## Consigne 1:
D'après le texte sur le procès de Christophe Ruggia, quelle somme les avocats de l'actrice réclament-ils pour la prise en charge de son suivi psychologique ?

## Texte présenté:

Les avocats de l’actrice ont demandé 30 000 euros en réparation du préjudice moral et 31 000 euros pour la prise en charge de son suivi psychologique.
Les accusations d’Adèle Haenel – dans Mediapart en 2019 – « n’étaient pas spontanées », accuse en défense Me Orly Rezlan, mais celles d’une « lanceuse d’alerte d’un #MeToo dans le cinéma » français. Aux yeux de tous, Christophe Ruggia est déjà « coupable, coupable, coupable », tonne sa seconde avocate, Fanny Colin, qui craint que le tribunal ne soit tenu « de rendre justice le pistolet sur la tempe ».
Puisque le réalisateur est un « gros menteur et qu’on l’enjoint de fermer sa gueule », Me Colin ne veut parler que du « dossier ». Pour remettre en cause « les convictions assénées », la « fiction » qui « imprègne la réalité », dit-elle, et surtout « le souvenir » qui « resurgit » mais qui n’est pas « suffisant pour entrer en voie de condamnation ».
Fin du procès. Adèle Haenel sort de la salle d’audience sans un mot, remerciant d’un geste les femmes venues l’applaudir.

## Lignes extraites:
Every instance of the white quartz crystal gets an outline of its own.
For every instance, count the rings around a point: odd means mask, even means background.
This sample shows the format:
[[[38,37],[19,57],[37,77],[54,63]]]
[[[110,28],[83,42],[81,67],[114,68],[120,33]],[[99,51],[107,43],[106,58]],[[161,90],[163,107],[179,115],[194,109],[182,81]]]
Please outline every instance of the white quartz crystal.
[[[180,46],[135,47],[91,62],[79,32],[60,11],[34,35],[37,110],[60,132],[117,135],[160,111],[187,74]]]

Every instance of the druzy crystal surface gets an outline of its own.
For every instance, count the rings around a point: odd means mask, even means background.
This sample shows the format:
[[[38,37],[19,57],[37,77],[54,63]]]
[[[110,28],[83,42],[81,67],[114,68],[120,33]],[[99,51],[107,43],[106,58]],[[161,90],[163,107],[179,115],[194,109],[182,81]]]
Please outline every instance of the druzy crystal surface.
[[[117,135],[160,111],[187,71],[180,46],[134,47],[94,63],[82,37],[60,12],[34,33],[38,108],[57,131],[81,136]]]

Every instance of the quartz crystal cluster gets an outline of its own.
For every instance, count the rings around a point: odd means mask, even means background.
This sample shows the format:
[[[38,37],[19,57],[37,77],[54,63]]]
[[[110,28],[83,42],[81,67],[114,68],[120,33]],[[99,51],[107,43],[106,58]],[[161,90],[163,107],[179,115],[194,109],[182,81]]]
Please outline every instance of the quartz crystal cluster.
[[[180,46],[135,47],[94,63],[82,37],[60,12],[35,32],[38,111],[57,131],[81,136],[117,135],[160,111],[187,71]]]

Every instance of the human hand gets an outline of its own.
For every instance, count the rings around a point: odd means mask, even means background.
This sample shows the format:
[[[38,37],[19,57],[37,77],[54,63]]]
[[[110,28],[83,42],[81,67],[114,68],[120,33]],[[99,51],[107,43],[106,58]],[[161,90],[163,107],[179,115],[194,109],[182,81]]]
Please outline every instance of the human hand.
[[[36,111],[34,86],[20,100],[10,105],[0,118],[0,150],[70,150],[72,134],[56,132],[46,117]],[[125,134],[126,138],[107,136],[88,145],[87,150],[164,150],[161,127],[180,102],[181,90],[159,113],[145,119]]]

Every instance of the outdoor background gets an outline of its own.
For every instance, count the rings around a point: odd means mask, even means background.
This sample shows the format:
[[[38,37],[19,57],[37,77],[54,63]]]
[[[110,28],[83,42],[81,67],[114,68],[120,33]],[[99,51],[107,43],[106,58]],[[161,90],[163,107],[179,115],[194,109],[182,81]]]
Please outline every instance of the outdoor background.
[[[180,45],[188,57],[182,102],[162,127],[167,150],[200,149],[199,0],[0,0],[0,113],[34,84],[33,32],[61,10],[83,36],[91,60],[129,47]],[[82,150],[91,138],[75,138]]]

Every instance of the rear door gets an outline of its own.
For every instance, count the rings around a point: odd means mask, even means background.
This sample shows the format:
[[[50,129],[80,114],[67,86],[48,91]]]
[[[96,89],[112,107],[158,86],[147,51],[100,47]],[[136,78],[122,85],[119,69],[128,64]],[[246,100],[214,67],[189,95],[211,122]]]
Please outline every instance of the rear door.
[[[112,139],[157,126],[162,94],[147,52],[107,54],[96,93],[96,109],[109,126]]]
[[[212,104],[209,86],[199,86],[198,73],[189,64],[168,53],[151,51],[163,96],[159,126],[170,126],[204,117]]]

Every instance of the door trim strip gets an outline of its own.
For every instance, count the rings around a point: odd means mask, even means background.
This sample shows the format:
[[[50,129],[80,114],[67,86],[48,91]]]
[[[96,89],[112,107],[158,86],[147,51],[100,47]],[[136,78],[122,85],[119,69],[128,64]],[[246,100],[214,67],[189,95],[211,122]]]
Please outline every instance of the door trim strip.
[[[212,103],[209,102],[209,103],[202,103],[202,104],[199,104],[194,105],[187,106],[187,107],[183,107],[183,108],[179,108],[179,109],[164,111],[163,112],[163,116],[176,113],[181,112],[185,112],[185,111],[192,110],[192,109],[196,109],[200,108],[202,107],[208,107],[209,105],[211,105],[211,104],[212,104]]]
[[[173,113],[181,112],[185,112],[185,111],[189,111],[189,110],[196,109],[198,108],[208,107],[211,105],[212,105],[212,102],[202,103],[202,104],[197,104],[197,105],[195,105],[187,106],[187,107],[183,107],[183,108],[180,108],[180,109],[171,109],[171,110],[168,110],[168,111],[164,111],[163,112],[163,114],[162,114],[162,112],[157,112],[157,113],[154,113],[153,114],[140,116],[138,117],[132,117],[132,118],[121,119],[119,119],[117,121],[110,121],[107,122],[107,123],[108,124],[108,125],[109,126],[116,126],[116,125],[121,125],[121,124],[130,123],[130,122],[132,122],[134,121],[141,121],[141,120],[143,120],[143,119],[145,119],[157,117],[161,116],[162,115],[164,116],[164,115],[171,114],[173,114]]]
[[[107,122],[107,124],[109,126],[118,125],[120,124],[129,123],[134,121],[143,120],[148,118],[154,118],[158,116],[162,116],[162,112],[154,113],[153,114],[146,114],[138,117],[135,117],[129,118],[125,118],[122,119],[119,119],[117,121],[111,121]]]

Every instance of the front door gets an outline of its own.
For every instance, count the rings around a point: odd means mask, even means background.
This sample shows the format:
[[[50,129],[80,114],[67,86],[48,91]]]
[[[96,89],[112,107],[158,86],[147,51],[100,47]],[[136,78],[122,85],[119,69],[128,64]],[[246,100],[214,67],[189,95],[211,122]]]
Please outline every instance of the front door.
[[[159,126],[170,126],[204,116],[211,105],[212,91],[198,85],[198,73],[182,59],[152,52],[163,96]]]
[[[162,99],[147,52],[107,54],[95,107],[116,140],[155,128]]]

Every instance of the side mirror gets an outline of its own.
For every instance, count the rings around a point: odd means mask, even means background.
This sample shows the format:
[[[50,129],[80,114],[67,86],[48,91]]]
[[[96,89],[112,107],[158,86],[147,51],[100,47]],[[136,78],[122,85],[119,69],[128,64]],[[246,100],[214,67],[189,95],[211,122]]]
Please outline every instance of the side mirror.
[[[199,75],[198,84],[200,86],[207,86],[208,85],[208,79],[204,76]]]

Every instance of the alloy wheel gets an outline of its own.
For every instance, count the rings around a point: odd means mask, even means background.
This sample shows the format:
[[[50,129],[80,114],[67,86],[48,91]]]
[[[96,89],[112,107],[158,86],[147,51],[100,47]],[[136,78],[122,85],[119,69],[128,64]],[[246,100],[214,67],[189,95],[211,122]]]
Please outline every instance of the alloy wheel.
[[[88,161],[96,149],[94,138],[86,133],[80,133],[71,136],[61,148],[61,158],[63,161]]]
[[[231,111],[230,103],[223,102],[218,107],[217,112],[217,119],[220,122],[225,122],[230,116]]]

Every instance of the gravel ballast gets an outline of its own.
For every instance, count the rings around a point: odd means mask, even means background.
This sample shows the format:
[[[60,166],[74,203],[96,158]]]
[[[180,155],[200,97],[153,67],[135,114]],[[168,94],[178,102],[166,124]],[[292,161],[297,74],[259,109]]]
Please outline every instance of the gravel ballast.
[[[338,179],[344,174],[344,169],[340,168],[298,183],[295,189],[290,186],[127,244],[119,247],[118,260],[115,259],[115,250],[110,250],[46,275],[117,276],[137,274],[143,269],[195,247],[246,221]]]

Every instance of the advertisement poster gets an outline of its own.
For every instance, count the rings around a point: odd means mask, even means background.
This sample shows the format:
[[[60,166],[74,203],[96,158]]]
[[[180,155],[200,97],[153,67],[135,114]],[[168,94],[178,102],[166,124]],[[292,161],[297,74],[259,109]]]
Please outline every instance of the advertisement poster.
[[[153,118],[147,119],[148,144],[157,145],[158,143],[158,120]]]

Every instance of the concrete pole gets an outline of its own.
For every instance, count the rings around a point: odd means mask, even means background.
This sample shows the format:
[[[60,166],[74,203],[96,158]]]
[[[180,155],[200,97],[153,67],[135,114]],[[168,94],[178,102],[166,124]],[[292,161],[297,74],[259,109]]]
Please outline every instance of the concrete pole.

## Consigne 2:
Affichez chacune des lignes ci-dessus où figure le mot « concrete ».

## Réponse attendue 1:
31 000 euros.

## Réponse attendue 2:
Every instance of the concrete pole gets an outline of its own.
Please outline every instance of the concrete pole.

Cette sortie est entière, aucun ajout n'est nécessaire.